- Requirement:
Locate "locate | one dot per instance of the bright" in the listing. Transcribe the line that contains it and every line that follows, through the last, omitting all pictures.

═══ Records for the task

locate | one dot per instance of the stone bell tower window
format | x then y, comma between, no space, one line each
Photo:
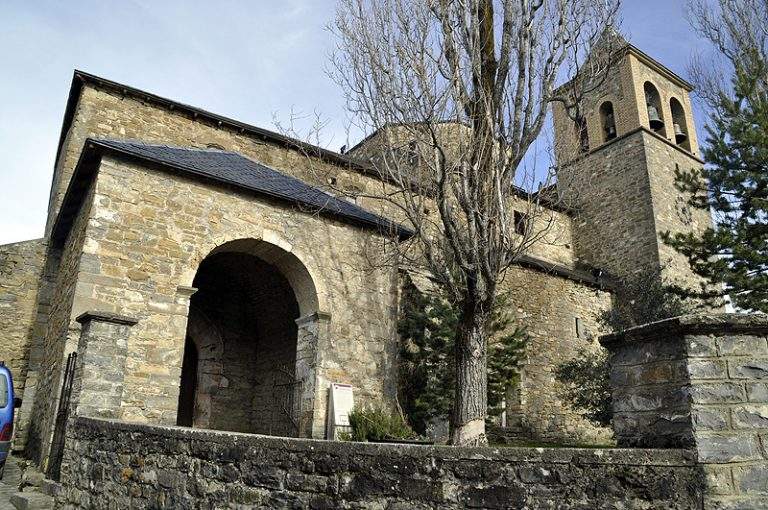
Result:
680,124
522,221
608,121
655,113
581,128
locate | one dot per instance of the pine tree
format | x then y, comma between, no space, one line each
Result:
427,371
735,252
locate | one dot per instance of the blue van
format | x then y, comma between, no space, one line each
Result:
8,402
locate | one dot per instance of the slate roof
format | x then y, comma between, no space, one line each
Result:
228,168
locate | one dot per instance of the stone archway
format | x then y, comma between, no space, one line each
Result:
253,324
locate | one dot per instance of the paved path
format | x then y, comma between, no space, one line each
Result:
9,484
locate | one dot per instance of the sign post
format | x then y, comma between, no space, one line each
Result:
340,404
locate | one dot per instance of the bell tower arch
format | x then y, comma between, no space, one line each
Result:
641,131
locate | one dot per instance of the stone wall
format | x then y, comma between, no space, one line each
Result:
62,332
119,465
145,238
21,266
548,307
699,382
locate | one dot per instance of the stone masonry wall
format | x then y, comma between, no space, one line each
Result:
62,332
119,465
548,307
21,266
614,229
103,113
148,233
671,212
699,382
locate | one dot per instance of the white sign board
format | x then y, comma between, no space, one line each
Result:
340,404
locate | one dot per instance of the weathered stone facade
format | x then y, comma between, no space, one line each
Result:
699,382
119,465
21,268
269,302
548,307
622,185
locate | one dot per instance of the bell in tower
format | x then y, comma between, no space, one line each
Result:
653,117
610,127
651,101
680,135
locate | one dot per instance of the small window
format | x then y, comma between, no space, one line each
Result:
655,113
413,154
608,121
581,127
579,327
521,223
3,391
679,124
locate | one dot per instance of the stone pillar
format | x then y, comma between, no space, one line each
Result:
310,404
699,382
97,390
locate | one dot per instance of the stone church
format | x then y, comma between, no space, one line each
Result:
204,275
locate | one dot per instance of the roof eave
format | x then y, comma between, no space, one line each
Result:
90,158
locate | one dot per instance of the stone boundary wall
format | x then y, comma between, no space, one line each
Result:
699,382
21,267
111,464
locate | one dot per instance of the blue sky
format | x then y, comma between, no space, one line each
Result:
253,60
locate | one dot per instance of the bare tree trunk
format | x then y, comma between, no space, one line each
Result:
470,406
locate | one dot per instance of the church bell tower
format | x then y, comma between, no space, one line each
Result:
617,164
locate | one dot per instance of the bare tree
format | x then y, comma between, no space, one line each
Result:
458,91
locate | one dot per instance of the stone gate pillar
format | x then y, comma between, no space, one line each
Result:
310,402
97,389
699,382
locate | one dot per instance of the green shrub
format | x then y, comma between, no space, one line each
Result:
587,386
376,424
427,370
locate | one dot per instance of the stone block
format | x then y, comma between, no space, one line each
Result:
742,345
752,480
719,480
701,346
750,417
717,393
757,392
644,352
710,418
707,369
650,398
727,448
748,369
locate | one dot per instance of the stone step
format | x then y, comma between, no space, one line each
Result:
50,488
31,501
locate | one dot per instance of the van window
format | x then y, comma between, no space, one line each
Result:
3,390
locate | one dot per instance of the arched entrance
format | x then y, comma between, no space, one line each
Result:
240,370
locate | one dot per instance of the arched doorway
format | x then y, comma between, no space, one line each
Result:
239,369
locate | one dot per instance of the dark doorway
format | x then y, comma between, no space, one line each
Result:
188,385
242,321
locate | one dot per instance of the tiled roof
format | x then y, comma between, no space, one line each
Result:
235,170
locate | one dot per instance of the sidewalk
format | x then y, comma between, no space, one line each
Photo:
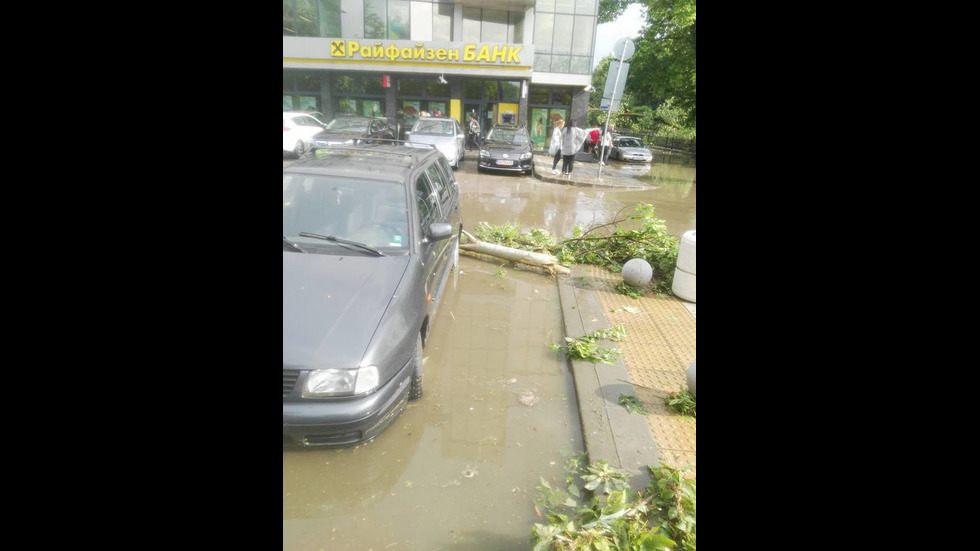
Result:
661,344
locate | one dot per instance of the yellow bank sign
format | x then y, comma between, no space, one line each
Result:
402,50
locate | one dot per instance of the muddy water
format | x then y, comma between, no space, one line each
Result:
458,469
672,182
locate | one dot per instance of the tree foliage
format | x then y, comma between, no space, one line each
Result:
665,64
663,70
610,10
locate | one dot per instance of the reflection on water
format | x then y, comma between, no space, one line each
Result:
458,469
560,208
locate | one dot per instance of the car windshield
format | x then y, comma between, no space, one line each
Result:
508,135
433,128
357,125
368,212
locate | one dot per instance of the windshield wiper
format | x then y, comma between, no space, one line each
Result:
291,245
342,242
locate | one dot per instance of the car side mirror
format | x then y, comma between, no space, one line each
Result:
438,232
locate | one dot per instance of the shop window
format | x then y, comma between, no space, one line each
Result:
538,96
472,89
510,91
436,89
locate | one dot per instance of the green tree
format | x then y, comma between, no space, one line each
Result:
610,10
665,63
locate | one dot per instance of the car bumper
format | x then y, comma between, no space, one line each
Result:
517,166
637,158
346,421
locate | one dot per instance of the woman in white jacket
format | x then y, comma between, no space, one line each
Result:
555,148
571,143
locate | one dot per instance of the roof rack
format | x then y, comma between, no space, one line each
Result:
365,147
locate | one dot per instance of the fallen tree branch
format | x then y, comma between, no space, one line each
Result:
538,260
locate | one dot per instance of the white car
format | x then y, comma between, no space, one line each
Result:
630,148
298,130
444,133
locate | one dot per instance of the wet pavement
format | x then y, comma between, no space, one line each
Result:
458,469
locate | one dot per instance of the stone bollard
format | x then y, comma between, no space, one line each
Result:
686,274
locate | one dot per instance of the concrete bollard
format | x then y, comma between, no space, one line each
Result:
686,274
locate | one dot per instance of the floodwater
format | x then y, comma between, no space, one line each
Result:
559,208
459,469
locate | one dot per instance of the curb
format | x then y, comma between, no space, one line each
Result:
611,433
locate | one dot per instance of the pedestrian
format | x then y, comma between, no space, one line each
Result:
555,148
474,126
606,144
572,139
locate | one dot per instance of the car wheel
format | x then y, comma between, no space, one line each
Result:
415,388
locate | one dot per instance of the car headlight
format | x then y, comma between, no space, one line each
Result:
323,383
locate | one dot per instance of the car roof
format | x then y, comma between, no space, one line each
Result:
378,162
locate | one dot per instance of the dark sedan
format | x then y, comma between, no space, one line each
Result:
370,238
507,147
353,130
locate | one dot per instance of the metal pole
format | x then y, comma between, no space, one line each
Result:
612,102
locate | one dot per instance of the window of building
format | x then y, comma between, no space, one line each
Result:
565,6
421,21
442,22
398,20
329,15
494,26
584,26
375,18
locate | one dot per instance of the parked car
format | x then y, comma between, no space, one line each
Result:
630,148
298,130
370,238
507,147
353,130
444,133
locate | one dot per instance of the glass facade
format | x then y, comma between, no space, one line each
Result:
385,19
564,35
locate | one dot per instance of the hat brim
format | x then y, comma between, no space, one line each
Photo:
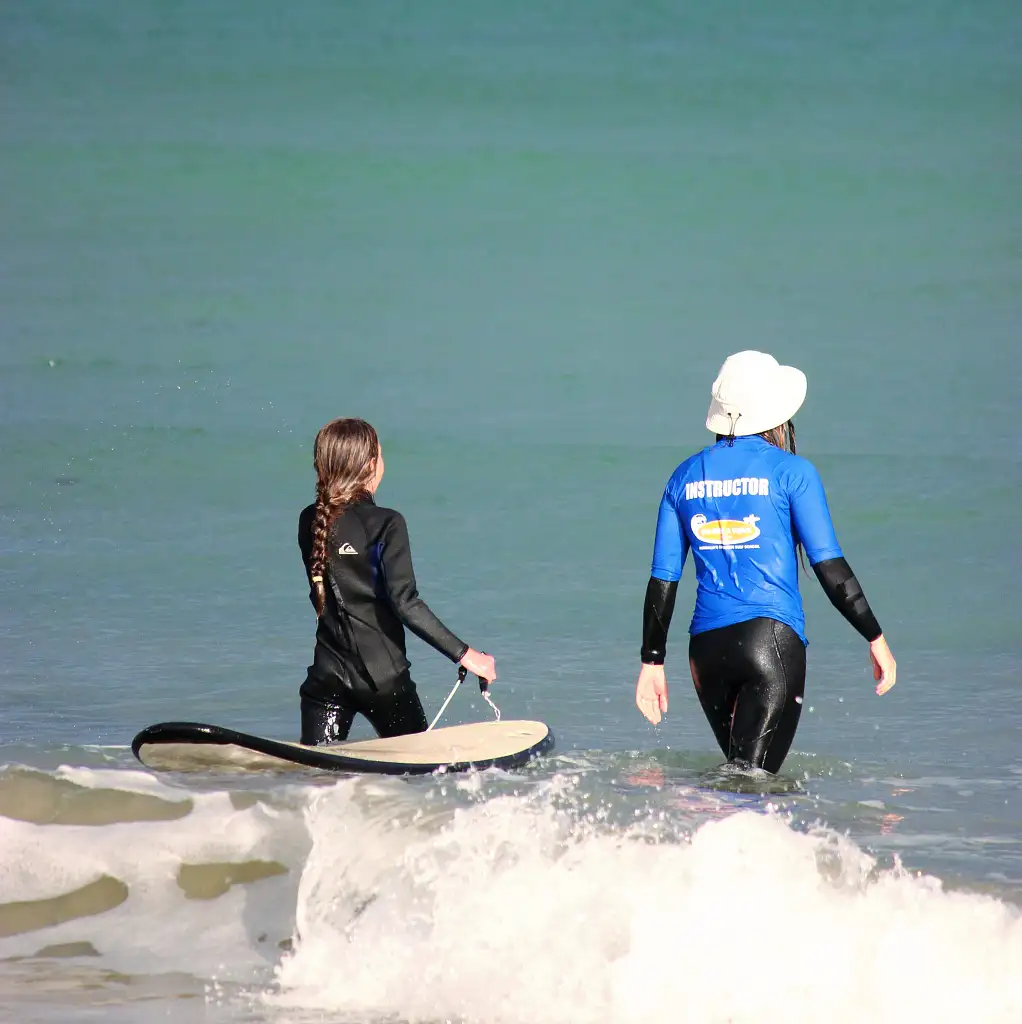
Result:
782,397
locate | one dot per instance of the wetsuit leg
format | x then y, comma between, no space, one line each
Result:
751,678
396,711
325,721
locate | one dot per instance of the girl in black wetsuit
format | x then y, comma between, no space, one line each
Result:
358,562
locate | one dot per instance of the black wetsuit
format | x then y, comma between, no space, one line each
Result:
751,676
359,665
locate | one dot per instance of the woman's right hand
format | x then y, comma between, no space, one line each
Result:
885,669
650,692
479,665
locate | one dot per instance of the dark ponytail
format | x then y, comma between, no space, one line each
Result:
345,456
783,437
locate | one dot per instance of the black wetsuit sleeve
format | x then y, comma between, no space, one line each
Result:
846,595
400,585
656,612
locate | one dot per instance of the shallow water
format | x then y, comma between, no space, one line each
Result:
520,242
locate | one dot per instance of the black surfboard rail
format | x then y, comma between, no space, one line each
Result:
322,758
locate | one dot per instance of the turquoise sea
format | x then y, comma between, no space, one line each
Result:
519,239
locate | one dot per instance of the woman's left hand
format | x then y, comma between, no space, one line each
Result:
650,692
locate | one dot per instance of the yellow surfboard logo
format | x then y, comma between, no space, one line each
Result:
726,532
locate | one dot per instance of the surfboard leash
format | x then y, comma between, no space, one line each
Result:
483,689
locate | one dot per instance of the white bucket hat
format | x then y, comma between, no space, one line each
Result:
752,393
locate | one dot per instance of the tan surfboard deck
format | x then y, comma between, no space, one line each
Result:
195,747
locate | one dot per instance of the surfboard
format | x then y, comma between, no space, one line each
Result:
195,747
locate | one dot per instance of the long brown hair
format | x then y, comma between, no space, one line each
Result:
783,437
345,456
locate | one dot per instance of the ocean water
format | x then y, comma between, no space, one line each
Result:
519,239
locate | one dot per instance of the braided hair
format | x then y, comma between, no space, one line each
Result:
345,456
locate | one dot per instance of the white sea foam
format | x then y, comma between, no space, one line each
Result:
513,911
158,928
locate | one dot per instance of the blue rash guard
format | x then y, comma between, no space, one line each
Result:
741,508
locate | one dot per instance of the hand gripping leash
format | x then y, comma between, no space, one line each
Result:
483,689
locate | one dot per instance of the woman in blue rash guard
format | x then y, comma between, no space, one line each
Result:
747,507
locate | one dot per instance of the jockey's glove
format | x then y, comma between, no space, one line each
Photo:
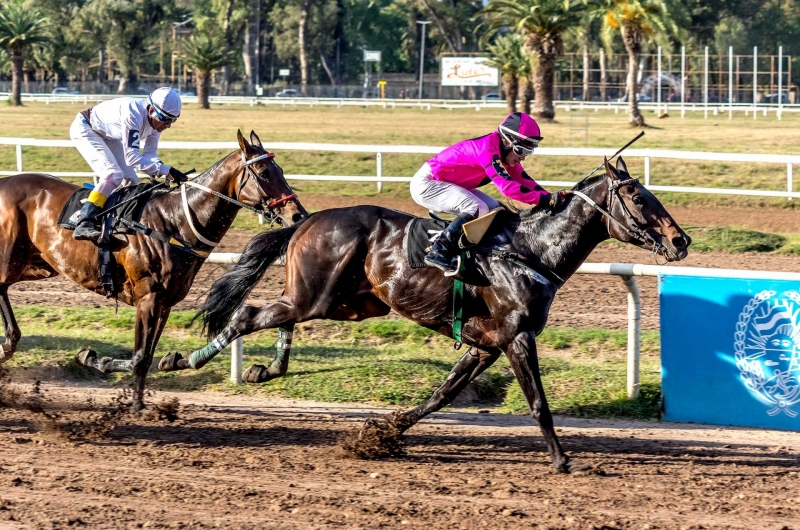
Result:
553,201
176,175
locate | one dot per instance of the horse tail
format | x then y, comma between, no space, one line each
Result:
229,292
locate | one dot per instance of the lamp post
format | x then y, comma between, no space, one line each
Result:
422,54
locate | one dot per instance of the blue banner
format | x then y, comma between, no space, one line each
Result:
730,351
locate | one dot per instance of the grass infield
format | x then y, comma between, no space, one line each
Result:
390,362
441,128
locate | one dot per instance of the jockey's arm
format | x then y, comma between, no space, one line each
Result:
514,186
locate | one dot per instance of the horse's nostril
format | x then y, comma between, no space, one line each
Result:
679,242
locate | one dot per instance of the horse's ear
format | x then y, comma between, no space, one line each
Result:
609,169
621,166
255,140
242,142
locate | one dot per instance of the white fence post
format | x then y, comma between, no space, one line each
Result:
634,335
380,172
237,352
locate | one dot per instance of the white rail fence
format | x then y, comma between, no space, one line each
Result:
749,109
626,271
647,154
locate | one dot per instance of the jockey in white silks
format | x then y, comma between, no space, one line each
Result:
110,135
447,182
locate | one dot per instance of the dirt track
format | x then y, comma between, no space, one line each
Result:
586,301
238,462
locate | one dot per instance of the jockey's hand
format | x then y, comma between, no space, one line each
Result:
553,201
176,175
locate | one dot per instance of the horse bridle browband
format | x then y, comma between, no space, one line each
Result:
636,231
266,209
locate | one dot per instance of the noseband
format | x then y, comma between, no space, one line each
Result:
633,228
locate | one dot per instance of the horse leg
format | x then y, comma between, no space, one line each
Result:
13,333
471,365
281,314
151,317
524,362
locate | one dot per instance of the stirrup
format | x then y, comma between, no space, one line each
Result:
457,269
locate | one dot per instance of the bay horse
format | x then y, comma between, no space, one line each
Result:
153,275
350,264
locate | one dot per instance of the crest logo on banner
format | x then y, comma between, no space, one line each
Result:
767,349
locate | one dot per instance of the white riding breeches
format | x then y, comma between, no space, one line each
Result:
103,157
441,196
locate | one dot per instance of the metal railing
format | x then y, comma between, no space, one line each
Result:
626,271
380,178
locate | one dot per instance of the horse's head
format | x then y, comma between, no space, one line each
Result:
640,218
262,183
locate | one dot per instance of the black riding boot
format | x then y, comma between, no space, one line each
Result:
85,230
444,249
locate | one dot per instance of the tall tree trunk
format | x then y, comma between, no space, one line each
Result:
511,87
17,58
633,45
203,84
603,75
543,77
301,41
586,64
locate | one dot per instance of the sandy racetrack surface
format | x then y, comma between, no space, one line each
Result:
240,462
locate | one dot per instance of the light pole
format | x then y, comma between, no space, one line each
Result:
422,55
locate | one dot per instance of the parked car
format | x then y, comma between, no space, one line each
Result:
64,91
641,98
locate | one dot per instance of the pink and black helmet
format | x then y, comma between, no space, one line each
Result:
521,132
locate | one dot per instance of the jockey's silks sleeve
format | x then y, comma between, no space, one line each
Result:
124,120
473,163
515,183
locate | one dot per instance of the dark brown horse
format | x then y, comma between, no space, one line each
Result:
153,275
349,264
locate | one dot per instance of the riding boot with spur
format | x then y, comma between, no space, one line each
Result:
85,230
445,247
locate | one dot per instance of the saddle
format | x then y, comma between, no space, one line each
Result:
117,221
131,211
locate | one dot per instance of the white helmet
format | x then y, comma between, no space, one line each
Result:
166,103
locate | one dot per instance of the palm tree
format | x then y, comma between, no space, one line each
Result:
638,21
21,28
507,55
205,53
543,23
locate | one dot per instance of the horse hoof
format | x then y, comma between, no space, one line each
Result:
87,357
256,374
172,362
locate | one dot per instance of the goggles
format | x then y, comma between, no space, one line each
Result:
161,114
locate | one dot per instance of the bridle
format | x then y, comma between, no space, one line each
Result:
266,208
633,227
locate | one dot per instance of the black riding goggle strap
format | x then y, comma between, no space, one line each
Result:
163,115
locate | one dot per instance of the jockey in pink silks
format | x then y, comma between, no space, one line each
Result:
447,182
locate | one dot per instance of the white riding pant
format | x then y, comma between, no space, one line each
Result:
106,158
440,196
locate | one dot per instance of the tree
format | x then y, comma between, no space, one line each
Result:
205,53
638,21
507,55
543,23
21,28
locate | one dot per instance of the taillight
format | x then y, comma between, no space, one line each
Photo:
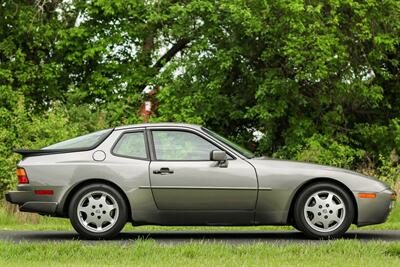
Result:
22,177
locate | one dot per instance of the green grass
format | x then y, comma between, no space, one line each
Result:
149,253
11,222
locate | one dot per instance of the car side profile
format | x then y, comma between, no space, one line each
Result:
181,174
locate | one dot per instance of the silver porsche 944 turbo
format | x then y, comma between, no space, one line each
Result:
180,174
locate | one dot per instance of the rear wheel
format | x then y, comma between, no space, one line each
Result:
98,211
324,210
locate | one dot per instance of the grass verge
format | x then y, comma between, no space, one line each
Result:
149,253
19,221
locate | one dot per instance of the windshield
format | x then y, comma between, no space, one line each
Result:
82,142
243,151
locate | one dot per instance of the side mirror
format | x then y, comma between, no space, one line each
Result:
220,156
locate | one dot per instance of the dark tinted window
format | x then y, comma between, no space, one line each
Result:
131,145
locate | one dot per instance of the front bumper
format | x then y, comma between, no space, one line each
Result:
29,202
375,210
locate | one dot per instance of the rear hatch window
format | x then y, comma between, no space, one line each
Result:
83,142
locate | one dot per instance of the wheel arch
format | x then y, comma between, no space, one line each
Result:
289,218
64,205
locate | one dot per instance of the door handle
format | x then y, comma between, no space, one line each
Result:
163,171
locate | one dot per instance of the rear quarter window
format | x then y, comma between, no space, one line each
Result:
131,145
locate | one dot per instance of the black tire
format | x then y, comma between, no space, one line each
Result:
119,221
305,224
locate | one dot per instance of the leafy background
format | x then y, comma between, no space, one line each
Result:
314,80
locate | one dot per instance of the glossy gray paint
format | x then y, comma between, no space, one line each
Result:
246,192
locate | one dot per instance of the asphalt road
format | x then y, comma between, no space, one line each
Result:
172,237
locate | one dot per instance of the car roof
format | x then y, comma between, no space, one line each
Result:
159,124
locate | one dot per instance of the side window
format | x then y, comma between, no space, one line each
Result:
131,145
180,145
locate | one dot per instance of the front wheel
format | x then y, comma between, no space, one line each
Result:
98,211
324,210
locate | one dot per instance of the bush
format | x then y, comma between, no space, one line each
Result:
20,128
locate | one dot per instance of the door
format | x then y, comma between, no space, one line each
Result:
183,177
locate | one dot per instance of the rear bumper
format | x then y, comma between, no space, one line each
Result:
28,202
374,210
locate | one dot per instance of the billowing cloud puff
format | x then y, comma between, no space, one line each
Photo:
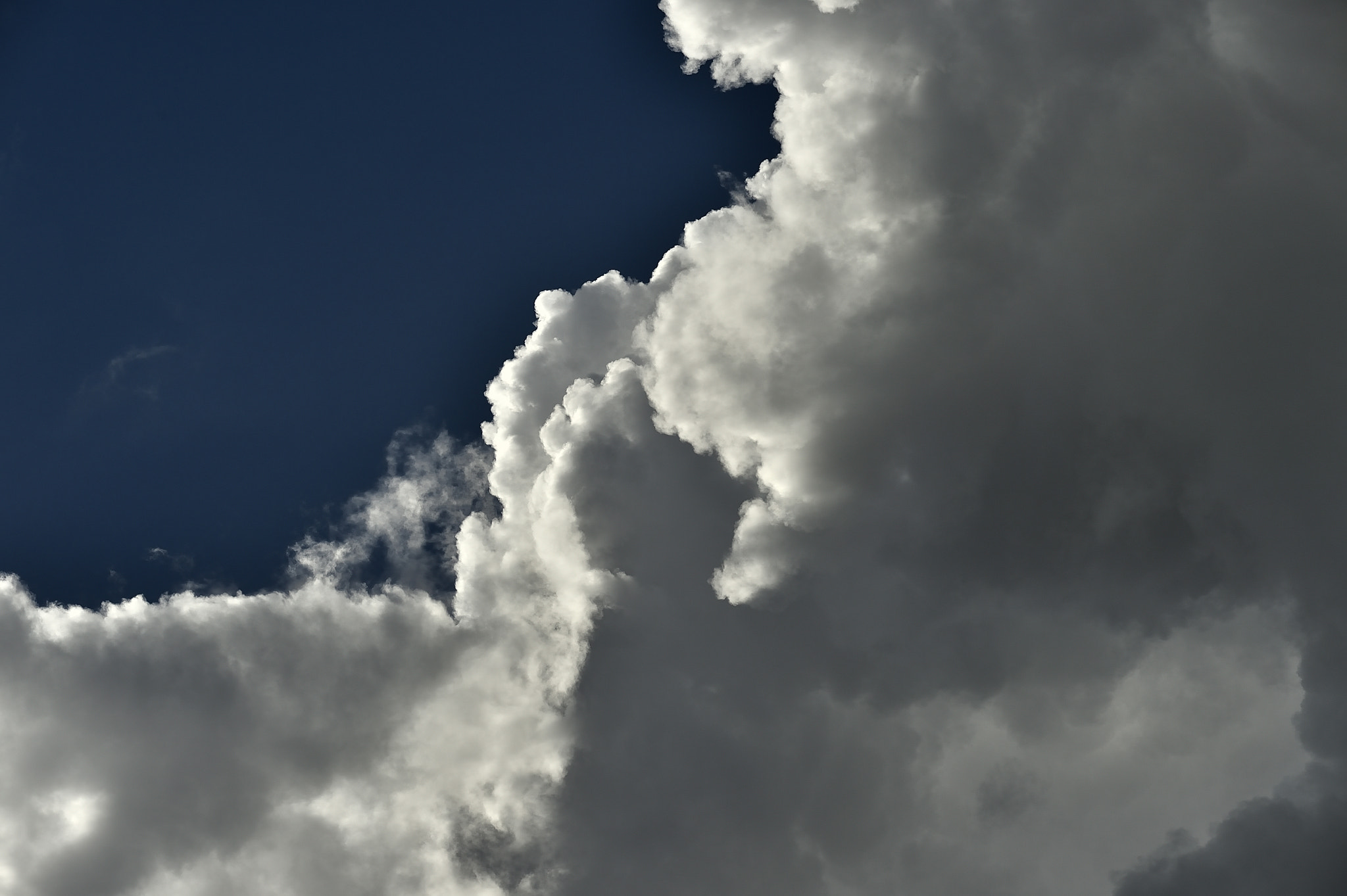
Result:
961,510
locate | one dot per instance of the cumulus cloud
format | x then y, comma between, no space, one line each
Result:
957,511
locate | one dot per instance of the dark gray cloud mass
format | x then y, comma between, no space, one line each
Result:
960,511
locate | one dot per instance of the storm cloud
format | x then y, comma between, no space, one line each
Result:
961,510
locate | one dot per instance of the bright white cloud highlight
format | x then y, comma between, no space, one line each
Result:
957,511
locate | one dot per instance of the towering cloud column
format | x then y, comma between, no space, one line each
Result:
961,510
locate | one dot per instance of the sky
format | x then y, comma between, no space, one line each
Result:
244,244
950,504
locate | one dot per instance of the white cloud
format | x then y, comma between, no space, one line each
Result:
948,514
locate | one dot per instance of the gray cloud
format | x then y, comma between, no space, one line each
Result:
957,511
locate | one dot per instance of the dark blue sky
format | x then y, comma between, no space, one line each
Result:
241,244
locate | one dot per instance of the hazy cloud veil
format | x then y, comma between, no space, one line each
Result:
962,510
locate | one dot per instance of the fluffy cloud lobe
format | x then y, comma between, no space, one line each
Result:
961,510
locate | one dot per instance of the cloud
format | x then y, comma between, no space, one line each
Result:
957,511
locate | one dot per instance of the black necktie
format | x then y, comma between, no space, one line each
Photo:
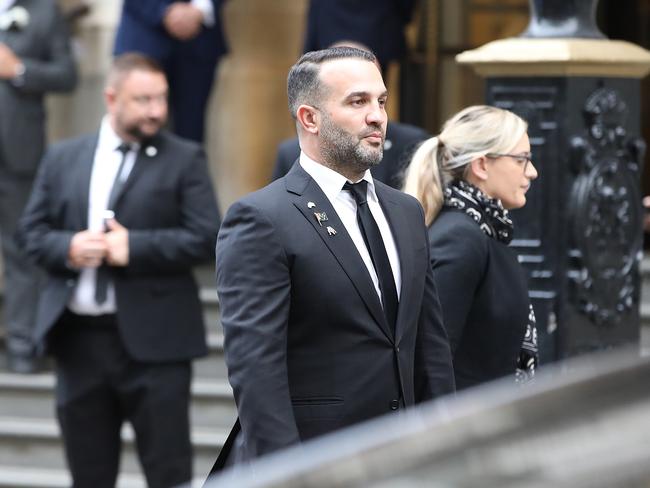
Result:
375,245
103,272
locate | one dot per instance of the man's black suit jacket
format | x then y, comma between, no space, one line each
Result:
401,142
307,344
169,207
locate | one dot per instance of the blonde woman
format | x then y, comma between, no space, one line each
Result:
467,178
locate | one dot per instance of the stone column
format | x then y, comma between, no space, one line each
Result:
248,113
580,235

══════

- Solved exercise:
locate | one dot per instance of the bright white cloud highlight
format | x then y, comma between, no space, one line each
Result:
957,511
locate | one dot per instance of the towering cloud column
format | x then y, comma between, no space, one line each
Result:
961,510
locate | one dot per instance of the sky
format | x then y, comma between, no space, one line each
Result:
244,244
950,504
locate | one dot per instance of the white cloud
format | x then y, comma between, no space, one line each
Result:
948,514
locate | one dot per instance of the gray cloud
format | x then y, comma between, no space, one line each
Result:
957,511
locate | one dot per instance of the dark blue sky
format | x then y, comma between, no space, one line each
Result:
241,244
locate | one dot per instance of the hazy cloud veil
format | x then y, comma between, no space, one line each
Result:
962,510
locate | one dot per instance of the fluffy cloud lobe
format | x then y, comma between, no space, one line each
Result:
961,510
locate | one dot per instance of the cloud
format | x then y, comma between, no space, one line each
Result:
957,511
locate | one dot per instance of the black necktie
format | x then y, comma between, no space, one line each
Photo:
Result:
375,245
103,272
locate | one dot per instance of the man's black suit jacket
format | x then y, comma between, no space, one line each
Result:
401,142
307,344
169,207
locate | one dot per instance of the blonde woman
format | x then y, comma between, no space, one line each
Result:
467,178
locate | one dot per instance of the stone column
format | x then y, comma between, no space, one line each
Result:
248,113
580,235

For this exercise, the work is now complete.